Meanwhile, Parton heard the song and couldn't understand why it wasn't a single, so he set about to make it one. Initially, Marcel King, singer from the band Sweet Sensation, was tapped for the task. However, King was unable to reproduce the same feel as Wonder's nuanced vocals, so Parton decided to do it himself. 

Parton's version was released on January 15th, 1977. 

Back in the states, Wonder finally allowed his label to release Isn't She Lovely in late December of 1976, but  as a promotional single only. It was cut down to 3:26. The edited version received so much airplay that, in January of 1977, the song actually made Billboard's A/C chart, peaking at #23. On the strength of radio play only? That's an impressive showing.

At the same time, over in England, Parton's version raced up the charts, hitting the #4 spot in the U.K and the #3 spot in Ireland. Wonder's version? Peaked at #94 in the U.K.  Parton's version would spend nine weeks on the charts, ending up as the 54th biggest hit of 1977. Stateside, his version would peak just outside the Hot 100, at #105. 

In the end, Isn't She Lovely would go on to be covered by numerous artists (Lee Ritenour, Jermaine Jackson, Livingston Taylor, et. al) and become a Stevie Wonder jazz/pop standard.

So, had Wonder not balked at the editing of the song and allowed it to be released as a single? No doubt, it would have become a world-wide hit. And had Parton's original choice for vocalist been able to deliver the goods, Parton, himself, would have never hit the charts. Talk about circumstances falling into place.

And what became of David Parton? 

He released a three additional singles, but never achieved any further chart success, making him a true one-hit (wait for it...) 'Wonder'. 

(Forgive me. I couldn't resist.)

Well, that's the whole story and now... on to the competition!

Information supplied:

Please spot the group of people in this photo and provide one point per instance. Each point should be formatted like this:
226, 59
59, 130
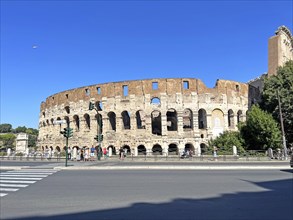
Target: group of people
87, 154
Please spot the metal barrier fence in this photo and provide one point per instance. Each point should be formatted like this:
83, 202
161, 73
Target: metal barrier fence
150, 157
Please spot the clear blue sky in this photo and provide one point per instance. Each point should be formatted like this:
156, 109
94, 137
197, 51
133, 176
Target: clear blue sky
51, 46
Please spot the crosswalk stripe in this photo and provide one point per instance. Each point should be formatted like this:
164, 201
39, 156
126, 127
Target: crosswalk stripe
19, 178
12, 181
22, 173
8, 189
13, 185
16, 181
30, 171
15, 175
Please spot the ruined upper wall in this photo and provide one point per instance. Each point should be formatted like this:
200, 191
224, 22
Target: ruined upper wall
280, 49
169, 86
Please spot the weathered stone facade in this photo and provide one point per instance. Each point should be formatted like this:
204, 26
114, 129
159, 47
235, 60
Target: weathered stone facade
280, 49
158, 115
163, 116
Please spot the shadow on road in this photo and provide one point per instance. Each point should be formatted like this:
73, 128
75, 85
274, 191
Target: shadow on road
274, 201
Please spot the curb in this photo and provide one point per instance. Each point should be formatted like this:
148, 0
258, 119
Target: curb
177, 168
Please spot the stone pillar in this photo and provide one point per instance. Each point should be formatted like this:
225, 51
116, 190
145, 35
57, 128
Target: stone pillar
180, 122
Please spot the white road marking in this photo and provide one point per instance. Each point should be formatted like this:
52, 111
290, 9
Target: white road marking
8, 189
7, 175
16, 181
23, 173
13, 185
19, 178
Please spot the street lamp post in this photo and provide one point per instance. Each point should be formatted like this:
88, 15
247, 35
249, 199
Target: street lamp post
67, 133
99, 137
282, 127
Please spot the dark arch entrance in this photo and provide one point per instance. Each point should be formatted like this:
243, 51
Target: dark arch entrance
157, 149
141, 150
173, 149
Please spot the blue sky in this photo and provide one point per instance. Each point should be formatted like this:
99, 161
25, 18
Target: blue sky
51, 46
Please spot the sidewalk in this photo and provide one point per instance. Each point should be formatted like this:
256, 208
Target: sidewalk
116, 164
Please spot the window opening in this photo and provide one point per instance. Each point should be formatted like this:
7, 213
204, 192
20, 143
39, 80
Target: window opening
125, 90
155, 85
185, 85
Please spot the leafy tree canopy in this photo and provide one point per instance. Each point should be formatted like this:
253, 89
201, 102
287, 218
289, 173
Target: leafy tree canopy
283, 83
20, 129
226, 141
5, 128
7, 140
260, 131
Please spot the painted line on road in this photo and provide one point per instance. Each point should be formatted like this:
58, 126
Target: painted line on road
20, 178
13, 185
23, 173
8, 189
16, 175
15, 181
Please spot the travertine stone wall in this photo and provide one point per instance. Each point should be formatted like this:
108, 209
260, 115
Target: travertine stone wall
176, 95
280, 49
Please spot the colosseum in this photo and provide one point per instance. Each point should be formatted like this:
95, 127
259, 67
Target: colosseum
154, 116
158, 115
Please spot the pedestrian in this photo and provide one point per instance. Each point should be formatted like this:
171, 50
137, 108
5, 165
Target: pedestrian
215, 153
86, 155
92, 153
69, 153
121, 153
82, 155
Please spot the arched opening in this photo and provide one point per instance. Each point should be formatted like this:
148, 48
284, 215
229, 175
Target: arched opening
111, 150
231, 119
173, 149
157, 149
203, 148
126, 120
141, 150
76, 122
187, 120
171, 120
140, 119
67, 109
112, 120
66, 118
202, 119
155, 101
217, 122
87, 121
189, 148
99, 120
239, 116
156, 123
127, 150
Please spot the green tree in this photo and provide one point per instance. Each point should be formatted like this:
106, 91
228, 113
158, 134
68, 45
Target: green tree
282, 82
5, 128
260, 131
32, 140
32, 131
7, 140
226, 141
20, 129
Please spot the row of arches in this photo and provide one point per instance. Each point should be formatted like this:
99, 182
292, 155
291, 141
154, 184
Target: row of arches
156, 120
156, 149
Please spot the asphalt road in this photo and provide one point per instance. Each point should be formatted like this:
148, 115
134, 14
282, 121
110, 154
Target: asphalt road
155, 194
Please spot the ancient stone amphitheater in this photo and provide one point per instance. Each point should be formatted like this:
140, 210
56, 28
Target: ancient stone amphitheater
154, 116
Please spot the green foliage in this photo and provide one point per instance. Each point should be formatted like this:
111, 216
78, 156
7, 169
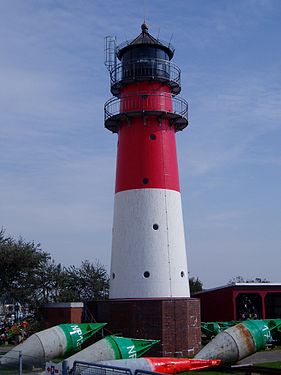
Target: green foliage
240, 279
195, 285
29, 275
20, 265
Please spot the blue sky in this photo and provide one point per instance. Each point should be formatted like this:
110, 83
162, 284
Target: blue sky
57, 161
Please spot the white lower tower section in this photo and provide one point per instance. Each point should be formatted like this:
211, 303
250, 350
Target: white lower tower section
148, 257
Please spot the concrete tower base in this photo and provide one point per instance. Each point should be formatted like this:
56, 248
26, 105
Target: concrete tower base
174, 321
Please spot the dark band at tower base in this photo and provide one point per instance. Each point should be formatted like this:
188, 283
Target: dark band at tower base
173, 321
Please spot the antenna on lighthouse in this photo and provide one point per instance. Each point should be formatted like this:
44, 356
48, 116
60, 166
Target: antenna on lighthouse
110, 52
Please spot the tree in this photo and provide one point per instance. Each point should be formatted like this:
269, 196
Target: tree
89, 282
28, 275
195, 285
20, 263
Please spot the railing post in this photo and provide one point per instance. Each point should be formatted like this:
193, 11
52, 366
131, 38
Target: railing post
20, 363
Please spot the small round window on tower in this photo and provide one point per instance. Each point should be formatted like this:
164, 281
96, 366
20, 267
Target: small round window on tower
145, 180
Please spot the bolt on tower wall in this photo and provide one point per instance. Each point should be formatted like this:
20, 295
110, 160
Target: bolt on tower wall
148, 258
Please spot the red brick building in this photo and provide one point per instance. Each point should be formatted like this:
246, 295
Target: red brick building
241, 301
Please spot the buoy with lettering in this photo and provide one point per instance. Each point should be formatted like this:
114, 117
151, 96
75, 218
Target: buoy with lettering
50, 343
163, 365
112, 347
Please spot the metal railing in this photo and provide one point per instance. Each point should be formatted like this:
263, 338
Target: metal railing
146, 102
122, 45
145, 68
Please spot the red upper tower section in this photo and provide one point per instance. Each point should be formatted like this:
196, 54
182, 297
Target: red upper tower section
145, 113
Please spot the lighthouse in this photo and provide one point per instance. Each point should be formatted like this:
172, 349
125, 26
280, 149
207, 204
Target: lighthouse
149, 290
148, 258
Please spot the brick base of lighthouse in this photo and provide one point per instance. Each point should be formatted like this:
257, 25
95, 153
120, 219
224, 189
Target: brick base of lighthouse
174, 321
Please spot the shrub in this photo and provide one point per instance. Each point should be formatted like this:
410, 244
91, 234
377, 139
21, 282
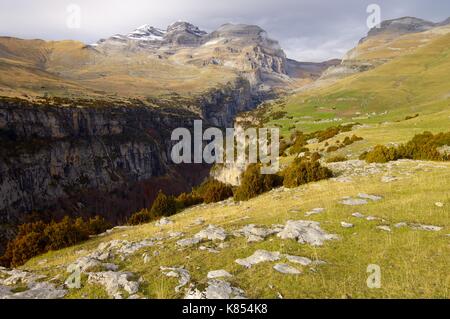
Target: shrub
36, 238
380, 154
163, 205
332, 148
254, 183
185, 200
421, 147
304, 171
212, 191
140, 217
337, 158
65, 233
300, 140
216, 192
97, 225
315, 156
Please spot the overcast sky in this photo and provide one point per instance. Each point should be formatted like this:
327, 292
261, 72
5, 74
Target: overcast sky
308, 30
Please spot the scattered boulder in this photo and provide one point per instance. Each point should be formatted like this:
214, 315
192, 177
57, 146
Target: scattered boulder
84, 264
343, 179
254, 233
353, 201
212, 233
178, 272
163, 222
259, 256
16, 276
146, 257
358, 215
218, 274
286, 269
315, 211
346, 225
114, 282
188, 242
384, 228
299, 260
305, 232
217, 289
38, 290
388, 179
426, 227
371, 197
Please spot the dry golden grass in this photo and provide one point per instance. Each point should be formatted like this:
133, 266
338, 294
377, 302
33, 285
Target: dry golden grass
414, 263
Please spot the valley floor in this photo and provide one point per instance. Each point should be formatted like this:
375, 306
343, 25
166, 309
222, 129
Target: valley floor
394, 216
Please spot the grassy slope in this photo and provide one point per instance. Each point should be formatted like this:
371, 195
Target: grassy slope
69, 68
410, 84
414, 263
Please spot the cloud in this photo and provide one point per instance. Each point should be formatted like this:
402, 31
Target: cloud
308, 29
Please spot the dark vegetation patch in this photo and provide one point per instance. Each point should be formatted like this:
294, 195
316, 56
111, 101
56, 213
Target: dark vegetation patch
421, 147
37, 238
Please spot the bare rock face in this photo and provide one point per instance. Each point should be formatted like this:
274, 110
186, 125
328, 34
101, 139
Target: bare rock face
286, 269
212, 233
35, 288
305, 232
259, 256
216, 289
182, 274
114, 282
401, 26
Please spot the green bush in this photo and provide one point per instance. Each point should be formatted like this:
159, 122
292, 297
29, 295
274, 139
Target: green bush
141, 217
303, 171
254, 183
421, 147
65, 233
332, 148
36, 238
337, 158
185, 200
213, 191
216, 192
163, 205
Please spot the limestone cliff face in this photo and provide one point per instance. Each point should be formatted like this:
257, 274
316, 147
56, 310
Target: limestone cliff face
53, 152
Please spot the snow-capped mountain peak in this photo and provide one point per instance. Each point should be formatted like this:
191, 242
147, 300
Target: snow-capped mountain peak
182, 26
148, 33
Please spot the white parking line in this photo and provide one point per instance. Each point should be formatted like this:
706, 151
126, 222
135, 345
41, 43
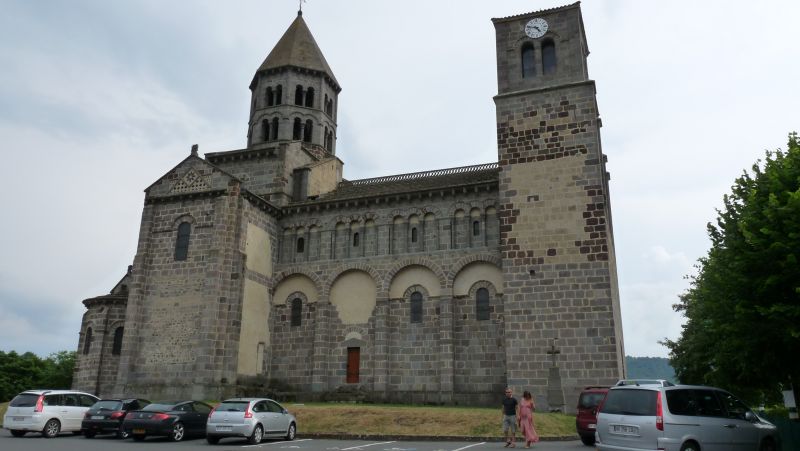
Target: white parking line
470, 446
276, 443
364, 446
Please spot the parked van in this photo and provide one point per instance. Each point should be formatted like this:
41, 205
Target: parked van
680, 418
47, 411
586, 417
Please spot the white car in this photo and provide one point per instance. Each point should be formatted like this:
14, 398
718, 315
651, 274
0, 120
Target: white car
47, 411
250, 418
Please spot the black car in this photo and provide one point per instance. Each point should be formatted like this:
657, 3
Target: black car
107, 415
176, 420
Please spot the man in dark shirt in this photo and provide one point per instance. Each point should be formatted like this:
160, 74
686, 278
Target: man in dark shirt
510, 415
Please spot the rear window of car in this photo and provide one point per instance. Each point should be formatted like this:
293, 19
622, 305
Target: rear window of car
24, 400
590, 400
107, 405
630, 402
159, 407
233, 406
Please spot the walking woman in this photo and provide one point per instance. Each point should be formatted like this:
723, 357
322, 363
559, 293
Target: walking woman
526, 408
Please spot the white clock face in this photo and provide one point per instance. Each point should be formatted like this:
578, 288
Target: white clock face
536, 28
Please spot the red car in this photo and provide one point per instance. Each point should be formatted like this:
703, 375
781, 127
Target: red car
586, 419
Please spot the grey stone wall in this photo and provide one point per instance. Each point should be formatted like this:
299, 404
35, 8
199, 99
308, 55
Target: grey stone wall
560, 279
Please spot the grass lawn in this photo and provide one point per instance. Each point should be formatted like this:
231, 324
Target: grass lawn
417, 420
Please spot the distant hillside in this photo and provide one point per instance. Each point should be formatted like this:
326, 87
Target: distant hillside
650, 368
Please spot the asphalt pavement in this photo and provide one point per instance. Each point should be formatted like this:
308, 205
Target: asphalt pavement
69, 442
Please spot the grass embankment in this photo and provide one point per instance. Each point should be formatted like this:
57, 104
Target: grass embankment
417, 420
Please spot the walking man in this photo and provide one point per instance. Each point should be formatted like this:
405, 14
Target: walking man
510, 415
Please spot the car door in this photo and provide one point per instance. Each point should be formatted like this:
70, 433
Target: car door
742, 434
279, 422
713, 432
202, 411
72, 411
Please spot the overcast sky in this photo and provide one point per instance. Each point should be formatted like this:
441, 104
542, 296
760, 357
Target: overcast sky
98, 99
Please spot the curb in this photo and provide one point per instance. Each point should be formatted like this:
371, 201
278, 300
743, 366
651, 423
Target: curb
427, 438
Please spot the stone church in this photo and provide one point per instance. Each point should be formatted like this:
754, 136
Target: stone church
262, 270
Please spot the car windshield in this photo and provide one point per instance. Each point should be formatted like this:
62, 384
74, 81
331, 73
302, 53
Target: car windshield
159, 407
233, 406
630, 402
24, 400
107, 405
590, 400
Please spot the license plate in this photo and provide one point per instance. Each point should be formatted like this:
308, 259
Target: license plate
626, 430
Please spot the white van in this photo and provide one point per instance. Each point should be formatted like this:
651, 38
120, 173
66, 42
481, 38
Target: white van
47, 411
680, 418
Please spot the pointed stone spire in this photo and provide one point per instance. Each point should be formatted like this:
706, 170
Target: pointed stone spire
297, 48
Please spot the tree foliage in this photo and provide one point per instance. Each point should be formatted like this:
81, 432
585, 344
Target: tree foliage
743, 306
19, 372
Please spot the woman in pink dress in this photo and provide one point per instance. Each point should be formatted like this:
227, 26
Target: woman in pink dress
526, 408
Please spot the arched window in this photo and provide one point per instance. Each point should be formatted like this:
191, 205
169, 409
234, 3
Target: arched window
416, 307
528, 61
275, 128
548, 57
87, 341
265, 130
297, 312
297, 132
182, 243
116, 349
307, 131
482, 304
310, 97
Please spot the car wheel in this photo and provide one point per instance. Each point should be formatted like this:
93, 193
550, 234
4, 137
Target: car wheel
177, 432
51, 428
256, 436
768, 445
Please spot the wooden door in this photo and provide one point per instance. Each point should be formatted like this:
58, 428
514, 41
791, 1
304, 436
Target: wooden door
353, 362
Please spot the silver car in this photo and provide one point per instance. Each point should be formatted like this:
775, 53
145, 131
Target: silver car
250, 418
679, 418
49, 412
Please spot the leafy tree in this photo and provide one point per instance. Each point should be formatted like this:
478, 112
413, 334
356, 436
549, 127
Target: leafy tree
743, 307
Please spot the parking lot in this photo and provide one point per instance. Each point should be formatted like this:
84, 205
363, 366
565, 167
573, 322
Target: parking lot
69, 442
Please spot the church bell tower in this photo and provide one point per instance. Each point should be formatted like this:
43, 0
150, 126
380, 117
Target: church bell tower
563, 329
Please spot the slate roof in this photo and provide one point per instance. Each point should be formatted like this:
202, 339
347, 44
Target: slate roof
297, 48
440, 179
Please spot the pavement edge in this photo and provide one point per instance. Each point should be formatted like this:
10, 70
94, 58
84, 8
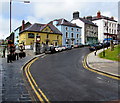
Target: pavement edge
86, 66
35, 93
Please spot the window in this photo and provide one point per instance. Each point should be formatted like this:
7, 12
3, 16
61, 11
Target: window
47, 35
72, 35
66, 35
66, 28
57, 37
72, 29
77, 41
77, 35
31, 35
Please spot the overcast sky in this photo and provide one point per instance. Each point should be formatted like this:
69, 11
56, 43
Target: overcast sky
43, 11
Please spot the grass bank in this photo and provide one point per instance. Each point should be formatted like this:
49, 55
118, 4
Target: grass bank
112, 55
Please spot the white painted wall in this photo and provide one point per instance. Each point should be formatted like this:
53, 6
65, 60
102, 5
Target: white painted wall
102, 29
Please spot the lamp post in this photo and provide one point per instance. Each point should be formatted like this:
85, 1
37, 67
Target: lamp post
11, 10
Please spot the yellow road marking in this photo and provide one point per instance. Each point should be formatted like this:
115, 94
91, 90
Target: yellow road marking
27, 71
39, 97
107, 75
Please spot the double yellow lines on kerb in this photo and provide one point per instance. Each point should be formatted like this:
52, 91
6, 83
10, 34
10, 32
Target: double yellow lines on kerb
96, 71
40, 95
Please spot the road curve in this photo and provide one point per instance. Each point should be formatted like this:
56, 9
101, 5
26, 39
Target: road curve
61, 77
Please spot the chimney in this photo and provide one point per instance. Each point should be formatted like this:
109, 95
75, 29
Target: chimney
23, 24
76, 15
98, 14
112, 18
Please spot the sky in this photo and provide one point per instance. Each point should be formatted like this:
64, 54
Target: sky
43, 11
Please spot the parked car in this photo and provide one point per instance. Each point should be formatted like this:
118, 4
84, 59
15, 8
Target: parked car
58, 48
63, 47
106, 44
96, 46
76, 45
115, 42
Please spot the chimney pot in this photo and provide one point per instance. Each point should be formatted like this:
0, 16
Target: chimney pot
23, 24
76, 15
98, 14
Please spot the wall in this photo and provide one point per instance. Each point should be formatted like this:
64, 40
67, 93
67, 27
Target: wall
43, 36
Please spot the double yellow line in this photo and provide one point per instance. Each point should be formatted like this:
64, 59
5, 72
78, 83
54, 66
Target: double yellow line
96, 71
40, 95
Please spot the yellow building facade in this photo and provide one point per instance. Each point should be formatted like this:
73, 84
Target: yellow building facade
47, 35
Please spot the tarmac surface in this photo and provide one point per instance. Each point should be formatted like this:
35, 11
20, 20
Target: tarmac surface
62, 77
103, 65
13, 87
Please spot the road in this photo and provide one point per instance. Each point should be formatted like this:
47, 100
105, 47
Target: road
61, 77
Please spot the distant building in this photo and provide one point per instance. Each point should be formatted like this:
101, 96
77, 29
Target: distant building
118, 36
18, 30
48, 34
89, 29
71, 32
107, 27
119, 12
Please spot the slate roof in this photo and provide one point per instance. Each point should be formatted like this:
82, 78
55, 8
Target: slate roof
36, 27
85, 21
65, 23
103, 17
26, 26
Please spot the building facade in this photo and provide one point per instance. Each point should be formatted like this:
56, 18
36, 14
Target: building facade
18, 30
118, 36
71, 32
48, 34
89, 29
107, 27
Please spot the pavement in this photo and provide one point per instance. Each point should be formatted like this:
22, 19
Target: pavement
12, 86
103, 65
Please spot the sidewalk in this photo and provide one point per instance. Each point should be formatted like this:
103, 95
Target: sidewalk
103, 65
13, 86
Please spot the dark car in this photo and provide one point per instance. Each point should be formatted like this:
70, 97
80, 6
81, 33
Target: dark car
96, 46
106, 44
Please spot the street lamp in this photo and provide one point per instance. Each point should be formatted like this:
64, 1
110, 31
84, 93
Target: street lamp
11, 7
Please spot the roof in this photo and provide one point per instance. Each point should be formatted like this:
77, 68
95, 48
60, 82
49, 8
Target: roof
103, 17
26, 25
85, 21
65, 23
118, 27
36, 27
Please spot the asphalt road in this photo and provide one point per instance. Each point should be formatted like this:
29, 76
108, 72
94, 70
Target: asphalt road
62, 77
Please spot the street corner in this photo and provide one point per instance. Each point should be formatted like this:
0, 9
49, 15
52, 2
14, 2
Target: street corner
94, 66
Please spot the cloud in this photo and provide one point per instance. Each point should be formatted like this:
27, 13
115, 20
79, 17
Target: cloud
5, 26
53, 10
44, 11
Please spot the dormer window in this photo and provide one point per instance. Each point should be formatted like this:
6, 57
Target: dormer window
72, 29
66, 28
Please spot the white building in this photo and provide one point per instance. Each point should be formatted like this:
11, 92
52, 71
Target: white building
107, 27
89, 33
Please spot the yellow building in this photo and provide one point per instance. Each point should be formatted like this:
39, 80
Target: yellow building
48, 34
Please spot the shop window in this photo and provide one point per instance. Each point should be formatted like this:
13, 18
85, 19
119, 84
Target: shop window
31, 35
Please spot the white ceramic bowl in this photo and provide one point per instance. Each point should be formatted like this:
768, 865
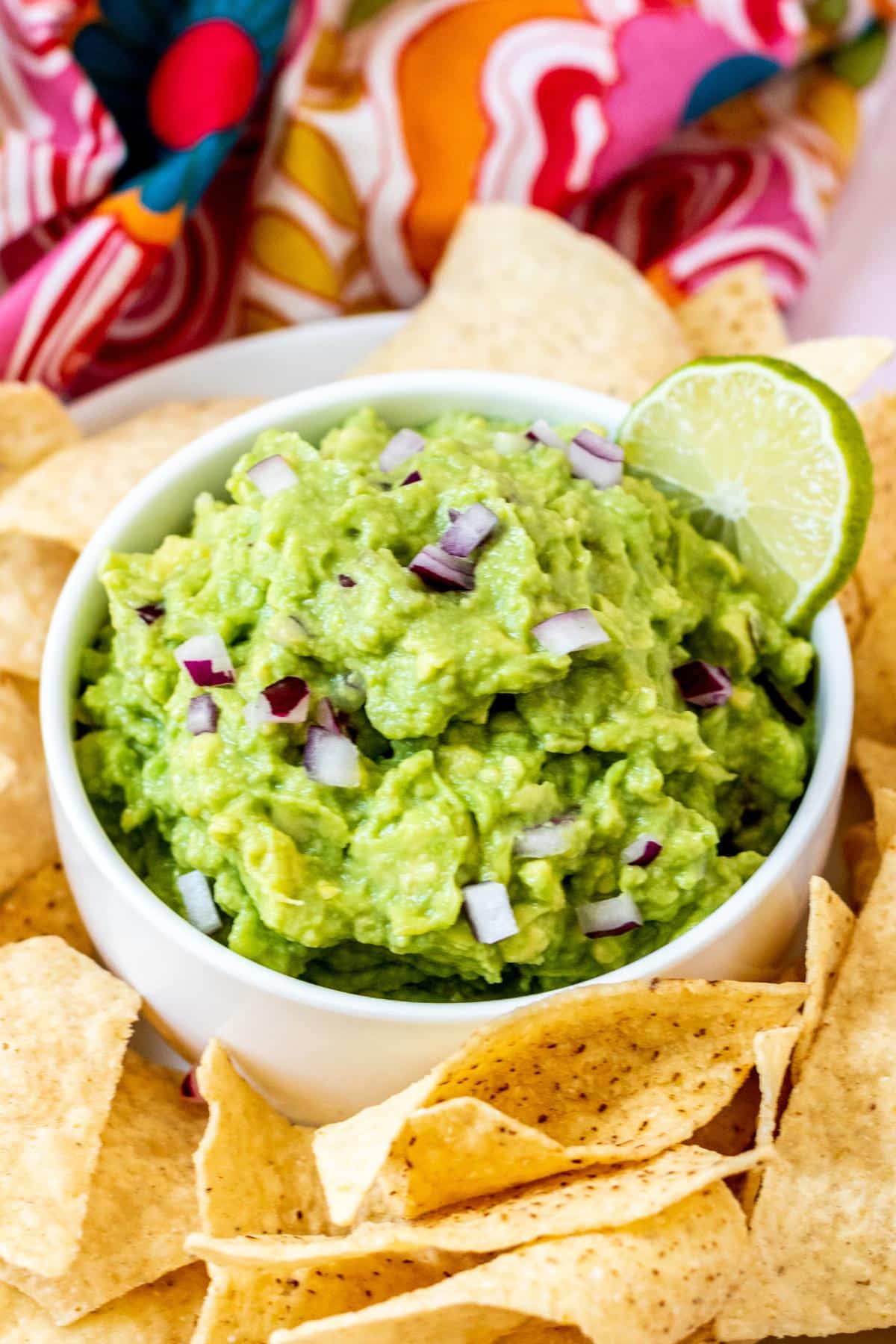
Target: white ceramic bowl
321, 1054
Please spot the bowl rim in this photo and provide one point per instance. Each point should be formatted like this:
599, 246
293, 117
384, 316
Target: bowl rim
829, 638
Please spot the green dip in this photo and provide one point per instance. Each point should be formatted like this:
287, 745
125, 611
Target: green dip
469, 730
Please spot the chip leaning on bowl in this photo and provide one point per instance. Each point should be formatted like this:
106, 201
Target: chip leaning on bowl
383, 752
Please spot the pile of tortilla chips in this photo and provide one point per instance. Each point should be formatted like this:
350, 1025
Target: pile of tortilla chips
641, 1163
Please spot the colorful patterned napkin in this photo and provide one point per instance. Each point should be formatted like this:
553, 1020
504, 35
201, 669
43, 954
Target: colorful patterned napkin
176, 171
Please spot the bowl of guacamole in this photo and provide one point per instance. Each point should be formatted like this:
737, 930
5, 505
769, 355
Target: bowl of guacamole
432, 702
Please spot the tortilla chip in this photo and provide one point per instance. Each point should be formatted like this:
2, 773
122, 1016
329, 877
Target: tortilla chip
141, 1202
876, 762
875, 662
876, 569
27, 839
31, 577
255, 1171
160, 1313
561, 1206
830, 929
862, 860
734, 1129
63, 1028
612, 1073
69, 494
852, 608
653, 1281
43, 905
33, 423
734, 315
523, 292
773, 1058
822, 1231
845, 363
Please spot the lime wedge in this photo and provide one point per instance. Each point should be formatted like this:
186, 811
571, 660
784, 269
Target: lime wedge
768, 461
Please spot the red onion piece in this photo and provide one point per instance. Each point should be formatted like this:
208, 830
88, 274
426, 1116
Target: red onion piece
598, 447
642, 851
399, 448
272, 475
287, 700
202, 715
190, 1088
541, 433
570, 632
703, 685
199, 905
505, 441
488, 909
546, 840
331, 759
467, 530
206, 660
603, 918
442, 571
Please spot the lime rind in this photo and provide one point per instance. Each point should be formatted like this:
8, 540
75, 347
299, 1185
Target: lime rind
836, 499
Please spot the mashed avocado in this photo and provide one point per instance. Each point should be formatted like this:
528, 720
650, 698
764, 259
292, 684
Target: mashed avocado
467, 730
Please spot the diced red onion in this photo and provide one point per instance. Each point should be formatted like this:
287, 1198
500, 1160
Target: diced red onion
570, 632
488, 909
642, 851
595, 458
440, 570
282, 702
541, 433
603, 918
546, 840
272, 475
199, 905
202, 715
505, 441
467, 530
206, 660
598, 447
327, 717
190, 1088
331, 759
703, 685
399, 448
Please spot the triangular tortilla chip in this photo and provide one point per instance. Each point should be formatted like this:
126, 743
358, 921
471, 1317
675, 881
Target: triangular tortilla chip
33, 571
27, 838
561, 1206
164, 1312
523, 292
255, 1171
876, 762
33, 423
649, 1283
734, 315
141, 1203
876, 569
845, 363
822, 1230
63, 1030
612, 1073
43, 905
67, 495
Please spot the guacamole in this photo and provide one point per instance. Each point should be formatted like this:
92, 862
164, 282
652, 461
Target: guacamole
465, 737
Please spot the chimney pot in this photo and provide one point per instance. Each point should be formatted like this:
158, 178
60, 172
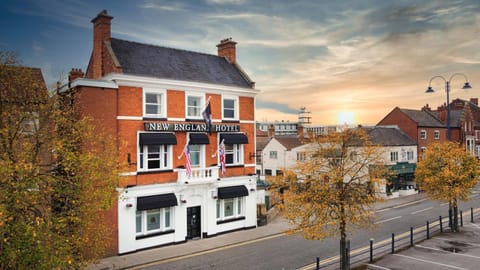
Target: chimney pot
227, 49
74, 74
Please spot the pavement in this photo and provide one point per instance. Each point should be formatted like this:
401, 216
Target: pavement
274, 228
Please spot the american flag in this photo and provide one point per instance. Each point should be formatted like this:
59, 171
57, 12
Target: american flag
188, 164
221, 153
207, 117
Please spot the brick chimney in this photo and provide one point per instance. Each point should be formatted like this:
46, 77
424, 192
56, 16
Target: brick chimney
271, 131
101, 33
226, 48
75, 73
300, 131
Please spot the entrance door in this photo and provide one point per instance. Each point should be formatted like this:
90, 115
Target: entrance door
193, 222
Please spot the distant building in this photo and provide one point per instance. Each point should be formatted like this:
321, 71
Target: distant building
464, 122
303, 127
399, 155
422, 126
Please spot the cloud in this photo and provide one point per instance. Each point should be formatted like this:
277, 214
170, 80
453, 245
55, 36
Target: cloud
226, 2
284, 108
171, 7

Job: Continue the piece about David Parton's cover of "Isn't She Lovely," starting right after its last sentence.

Exercise response:
The Song: Isn't She Lovely
The Competitors: Wonder vs. Parton

Isn't She Lovely - Stevie Wonder

Isn't She Lovely - David Parton

Stevie Wonder
I remember very well where I was when I first listened to Songs in The Key of Life. I was so psyched. I loved Wonder's previous two albums, particularly the songs Higher Ground, Superstition, and Living for the City. That was what I was hoping to hear. I was already familiar with the lead single, I Wish, and I truly wanted the rest of the album to follow suit. 

My heart fell into the bottom of my cheap-ass shoes as I listened. And by the time I sat through  through Isn't She Lovely, I realized what I was listening to: Stevie Wonder's brain was turning turning into vanilla pudding. Glob after glob of sweet sticky goop dripped from the speakers. This? This was not the Wonder I loved. This was the Wonder who brought us You Are The Sunshine of My Life! And, instinctively, I knew the airwaves were going to serve up this current offering like it was the only game in town. 

And I was right! Oh, how I came to loathe Sir Duke

No. I could not get on board this particular train.

Fast-forward a few years to the day I heard I Just Called To Say I Love You? Well. The proof was, indeed, in the pudding.

As for Isn't She Lovely

It is sweet. I appreciate Wonder's enthusiastic vocals. He's so incredibly talented. That harmonica? Iconic (definition: widely known and acknowledged especially for distinctive excellence). He's a great songwriter. I hold him in the same esteem I reserve for Marvin Gaye. It's hard to argue the sheer purity of the production, here. But the song is exactly the same thing repeated three times and that outro? It goes on way too long. 

I see why this is considered a classic; it is so well-constructed, so wonderfully executed. But then, so is I Just Called To Say I Love You. And that song? 

That song makes me want to plunge knitting needles through my ear drums.

David Parton
The production isn't quite as alive and crisp as Wonder's. He subs a tired little synth for the strings in the intro. His voice is fine. He obviously has a thing for this song. His voice is a bit more pointed than Wonder's, lacking that lived-in warmth Wonder offers up so easily. In fact, I would go so far as to call Parton's vocals a bit strained. You can hear him reaching now and then while also falling a bit under the note on occasion. Still, not bad. Would have sounded fine on the radio.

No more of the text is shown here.